» **Data records**:

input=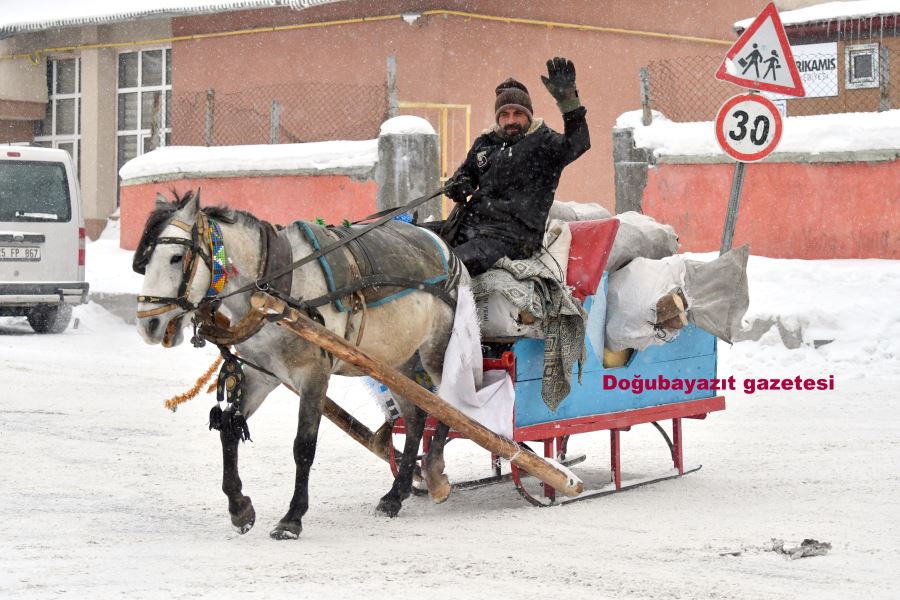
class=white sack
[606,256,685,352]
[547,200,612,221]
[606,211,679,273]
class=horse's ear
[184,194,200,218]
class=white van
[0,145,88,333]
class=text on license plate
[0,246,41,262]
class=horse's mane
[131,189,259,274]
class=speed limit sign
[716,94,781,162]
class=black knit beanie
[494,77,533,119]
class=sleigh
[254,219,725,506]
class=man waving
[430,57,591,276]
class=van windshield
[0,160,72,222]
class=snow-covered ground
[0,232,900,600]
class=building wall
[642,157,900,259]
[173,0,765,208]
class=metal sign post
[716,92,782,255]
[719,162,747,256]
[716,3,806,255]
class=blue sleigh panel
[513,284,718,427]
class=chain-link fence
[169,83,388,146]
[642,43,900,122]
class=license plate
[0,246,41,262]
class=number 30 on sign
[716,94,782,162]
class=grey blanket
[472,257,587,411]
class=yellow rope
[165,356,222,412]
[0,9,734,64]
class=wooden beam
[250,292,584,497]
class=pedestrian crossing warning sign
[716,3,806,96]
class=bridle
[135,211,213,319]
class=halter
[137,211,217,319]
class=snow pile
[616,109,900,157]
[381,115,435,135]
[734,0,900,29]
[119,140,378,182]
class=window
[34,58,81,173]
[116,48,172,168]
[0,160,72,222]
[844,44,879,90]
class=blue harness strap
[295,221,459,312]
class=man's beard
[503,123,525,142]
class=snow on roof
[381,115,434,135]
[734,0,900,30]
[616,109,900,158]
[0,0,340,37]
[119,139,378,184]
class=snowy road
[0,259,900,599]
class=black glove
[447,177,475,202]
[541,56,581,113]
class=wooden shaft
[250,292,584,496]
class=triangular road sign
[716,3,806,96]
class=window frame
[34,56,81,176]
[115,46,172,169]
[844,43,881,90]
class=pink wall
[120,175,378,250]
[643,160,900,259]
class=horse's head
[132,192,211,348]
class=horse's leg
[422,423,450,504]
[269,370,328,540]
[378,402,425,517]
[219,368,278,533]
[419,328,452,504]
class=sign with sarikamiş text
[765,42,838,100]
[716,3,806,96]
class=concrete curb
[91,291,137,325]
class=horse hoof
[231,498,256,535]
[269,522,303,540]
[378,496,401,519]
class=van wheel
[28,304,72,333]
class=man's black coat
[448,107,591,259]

---

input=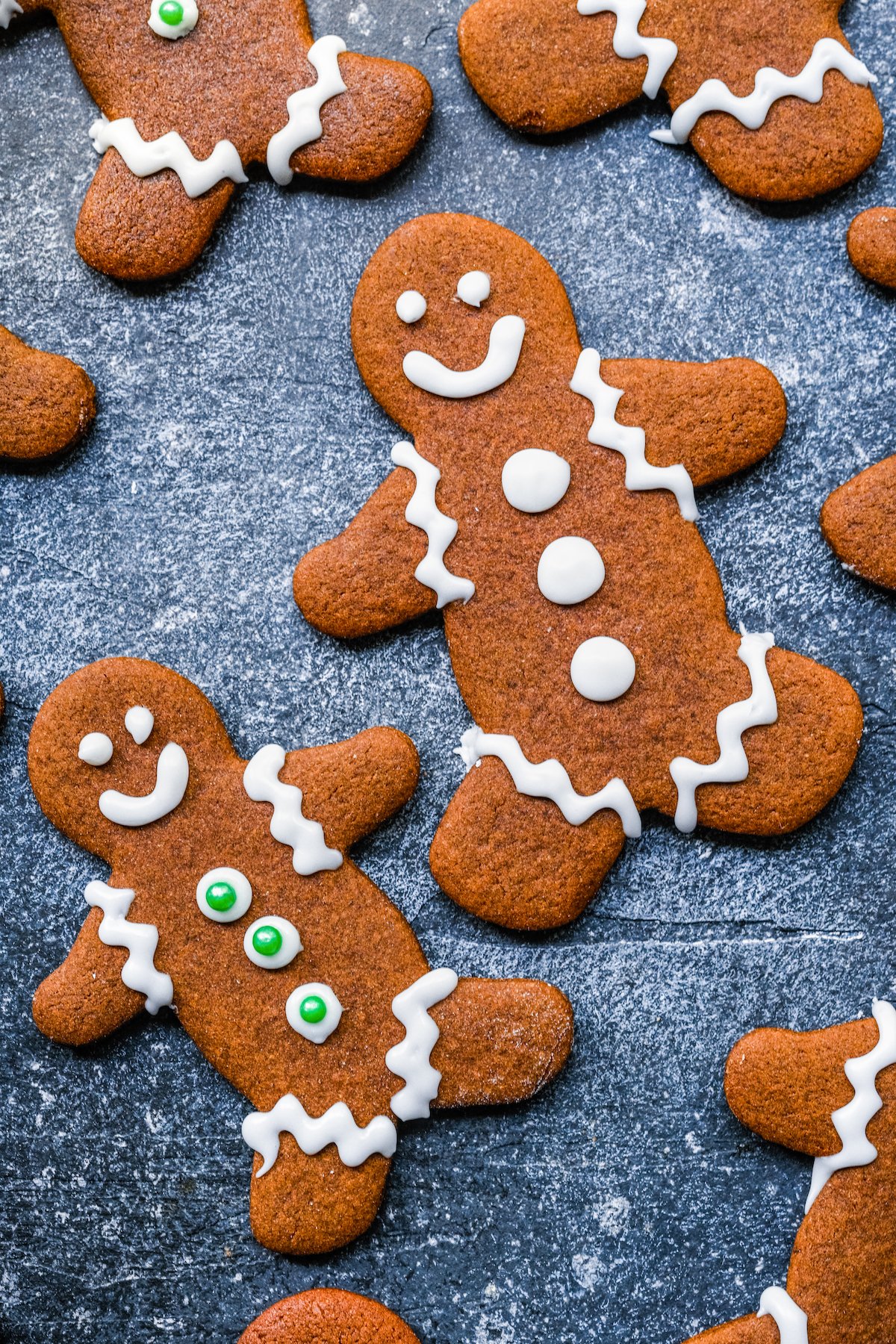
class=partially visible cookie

» **Brief**: Update the entries from the line containing "class=building wall" down to the line containing "[503,123,525,142]" by replacing "chain-link fence" with "wire mesh fence", and reproduce those lines with everything else unchanged.

» **Solution to the exercise**:
class=building wall
[642,157,900,259]
[173,0,765,208]
class=metal sign post
[716,92,782,255]
[719,162,747,256]
[716,3,806,255]
class=blue sleigh panel
[513,284,718,427]
class=wire mesh fence
[169,83,388,146]
[642,43,900,122]
class=license plate
[0,246,41,262]
class=number 30 on sign
[716,94,782,162]
class=grey blanket
[472,257,587,411]
class=yellow rope
[165,356,222,412]
[0,9,734,64]
class=wooden beam
[250,292,584,497]
class=pedestrian crossing warning sign
[716,3,806,96]
class=bridle
[135,211,213,319]
class=halter
[137,211,217,319]
class=snow pile
[616,109,900,157]
[381,115,435,135]
[734,0,900,29]
[119,140,378,182]
class=window
[34,58,81,173]
[116,48,172,168]
[0,160,72,222]
[844,44,879,90]
class=blue harness strap
[295,221,459,312]
class=man's beard
[503,123,525,142]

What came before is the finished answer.